● Texto:
+ + + +

El primer intelectual que sabemos que notó algo raro fue William Ewart Gladstone (1809-1898), quien no sólo fue primer ministro británico cuatro veces, sino que también era un apasionado de la obra del poeta épico Homero.
A pesar de las maravillosas descripciones en “La Ilíada” y “La Odisea“, uque incluían frases como “la aurora con sus sonrosados dedos”, en ningún momento pintaba algo de celeste, índigo o añil.
Gladstone repasó entonces todo el relato, pero fijándose especialmente en los colores mencionados.
Encontró que, mientras el blanco aparecía unas 100 veces y el negro casi 200, los otros colores no tenían un rol tan protagónico.
El rojo estaba mencionado menos de 15 veces, y el verde y amarillo, menos de 10.
Se puso entonces a leer otros textos de los antiguos griegos y confirmó que nunca aparecía el azul.
Gladstone concluyó que los griegos de la época no tenían el sentido del color desarrollado, y que vivían en un mundo en blanco y negro, con algunos destellos de rojo y brillos metálicos.
En ninguna parte
La pesquisa de Gladstone inspiró al filósofo y lingüista alemán Lazarus Geiger, quien se preguntó si el fenómeno se repetía en otras culturas.
Y sí: en el Corán, en antiguas historias chinas, en la versión antigua de la Biblia hebrea, en las sagas islandesas y hasta en las Vedas indias, sobre las que dijo…
“Estos himnos, de más de diez mil líneas, están llenos de descripciones de los cielos. Casi ningún otro tema es evocado con más frecuencia. El Sol y el enrojecimiento de la madrugada; el día y la noche; las nubes y los relámpagos; el aire y el éter, todos se despliegan ante nosotros, una y otra vez… pero hay una cosa que nadie podría aprender de estas canciones antiguas… y es que el cielo es azul”.
Pero eso no fue lo único que descubrió, sino que además había una secuencia común en todos esos lenguajes.
Primero aparecen las palabras para negro y blanco u oscuro y claro -del día y la noche-; luego llega el rojo -de la sangre-; después le corresponde el turno al amarillo y al verde, y sólo al final, el azul.
Pero, ¿por qué no tenían azul?
“¿Y por qué deberían de tenerlo?”, le contestó desafiante a BBC Mundo el psicólogo Jules Davidoff, director del Centro para Cognición, Computación y Cultura (CCCC).
“Pues, para poder describir ciertas cosas”, le contestamos vacilantes.
“Bueno, por ejemplo para describirle el mar a alguien que no lo conoce. O para contarle cómo estaba el cielo en algún momento…”.

+ + + +

● Datos sin procesar:
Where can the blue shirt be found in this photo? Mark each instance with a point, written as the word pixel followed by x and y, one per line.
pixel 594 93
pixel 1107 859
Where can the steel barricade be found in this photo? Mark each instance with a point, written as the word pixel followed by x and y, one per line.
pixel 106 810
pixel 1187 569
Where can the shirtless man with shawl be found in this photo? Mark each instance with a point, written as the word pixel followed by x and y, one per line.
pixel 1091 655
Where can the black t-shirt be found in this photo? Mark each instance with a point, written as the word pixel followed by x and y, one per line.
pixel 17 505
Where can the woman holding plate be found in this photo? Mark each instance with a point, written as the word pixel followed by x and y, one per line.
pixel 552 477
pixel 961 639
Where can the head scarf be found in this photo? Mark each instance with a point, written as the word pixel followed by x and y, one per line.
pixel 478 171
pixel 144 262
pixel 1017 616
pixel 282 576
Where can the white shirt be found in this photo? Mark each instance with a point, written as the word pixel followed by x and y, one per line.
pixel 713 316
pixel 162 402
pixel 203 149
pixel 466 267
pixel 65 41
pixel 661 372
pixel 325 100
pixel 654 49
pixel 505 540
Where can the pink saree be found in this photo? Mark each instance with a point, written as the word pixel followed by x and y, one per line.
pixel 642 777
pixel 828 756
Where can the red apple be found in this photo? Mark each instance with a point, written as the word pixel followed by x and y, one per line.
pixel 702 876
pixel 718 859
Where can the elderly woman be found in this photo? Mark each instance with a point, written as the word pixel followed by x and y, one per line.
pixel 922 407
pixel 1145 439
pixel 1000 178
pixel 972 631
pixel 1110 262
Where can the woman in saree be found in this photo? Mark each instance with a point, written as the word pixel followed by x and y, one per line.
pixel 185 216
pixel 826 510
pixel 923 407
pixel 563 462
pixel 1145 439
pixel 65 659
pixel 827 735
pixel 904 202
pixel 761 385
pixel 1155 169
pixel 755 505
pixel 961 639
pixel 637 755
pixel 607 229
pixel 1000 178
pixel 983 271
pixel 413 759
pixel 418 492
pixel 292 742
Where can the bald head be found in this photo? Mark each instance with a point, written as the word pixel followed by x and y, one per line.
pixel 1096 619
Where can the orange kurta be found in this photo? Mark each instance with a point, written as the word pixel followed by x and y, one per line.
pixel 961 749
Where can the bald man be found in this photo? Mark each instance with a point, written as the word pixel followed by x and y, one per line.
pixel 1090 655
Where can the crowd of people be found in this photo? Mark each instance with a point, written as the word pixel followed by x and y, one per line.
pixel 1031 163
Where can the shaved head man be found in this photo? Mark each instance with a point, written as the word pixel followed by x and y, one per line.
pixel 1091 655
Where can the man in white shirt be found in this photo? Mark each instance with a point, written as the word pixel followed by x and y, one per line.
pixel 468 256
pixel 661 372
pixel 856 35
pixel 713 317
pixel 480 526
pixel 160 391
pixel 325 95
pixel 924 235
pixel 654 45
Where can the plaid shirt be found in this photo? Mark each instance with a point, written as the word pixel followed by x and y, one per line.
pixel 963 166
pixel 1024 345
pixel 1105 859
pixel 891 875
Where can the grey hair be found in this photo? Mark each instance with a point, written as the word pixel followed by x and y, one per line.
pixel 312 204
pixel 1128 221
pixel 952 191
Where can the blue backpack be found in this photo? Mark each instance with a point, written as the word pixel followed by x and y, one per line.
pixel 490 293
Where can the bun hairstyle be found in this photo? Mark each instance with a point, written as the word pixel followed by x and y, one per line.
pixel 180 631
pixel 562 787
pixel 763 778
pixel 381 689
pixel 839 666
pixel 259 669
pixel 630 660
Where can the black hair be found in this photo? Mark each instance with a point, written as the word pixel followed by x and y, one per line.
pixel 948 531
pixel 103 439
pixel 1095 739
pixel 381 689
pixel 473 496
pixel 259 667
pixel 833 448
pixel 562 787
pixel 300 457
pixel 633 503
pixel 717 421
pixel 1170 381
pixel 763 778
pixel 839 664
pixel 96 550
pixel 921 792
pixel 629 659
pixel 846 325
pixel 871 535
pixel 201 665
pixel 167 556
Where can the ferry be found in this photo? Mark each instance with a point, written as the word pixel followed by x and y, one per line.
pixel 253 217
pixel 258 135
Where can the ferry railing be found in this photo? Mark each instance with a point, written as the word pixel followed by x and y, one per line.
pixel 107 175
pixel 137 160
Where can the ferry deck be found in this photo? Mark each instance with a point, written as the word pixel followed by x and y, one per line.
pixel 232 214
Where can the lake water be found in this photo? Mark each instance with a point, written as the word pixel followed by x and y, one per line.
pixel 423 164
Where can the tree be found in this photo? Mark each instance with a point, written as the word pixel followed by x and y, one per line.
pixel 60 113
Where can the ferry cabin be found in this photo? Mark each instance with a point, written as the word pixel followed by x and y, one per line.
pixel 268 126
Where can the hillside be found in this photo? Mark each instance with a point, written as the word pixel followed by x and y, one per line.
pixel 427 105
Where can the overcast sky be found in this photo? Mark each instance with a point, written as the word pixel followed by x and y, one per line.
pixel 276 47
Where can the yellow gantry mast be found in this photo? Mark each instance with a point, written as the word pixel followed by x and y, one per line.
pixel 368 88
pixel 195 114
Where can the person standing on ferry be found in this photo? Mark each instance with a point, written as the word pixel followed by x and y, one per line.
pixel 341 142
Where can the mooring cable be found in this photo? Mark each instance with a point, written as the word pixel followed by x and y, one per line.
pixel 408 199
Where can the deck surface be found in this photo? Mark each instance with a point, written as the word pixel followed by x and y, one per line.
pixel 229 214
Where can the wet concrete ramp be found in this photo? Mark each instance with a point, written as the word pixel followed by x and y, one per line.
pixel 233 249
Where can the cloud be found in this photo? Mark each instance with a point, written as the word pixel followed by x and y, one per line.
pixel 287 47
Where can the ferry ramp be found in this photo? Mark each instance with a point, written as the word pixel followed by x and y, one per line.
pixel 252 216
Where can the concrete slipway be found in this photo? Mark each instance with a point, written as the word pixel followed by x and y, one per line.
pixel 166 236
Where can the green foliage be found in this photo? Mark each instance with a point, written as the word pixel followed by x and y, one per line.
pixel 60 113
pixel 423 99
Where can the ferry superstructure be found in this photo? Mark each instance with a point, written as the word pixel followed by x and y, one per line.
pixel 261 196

+ + + +

Prosigue el texto sobre la ausencia del azul en las lenguas antiguas a partir de su última oración.

“¿Quién dice que el cielo y el mar son azules? ¿Acaso son del mismo color?”, cuestiona.
Probablemente tiene razón en objetar ese punto de vista. Al fin y al cabo, él ha dedicado tiempo a investigar reconocimiento de objetos, colores, nombres y neuropsicología cognitiva.
Además, hizo experimentos con una tribu de Namibia cuyo lenguaje no tiene una palabra para el azul, pero sí varias para diferentes tipos de verde.
Cuando les mostró 11 cuadrados verdes y uno azul, no podían encontrar el que era distinto, pero si en vez de azul ese cuadrado era un tono tan levemente diferente de verde que nosotros difícilmente lo notaríamos, lo señalaban inmediatamente.
Y es que, si nos ponemos a pensar, pocas cosas en la naturaleza son azules: una que otra flor quizás, las alas de algunas mariposas, las plumas de ciertas aves, los zafiros, el lapislázuli.
Con sus estudios, Guy Deutscher había llegado a comprenderlo intelectualmente, pero quiso entenderlo con su alma… o más bien con Alma, su hija.
“Cuando estaba investigando y descubrí cuán complejo era el tema del color azul y cuán difícil era para los occidentales entenderlo, quise hacer un experimento”.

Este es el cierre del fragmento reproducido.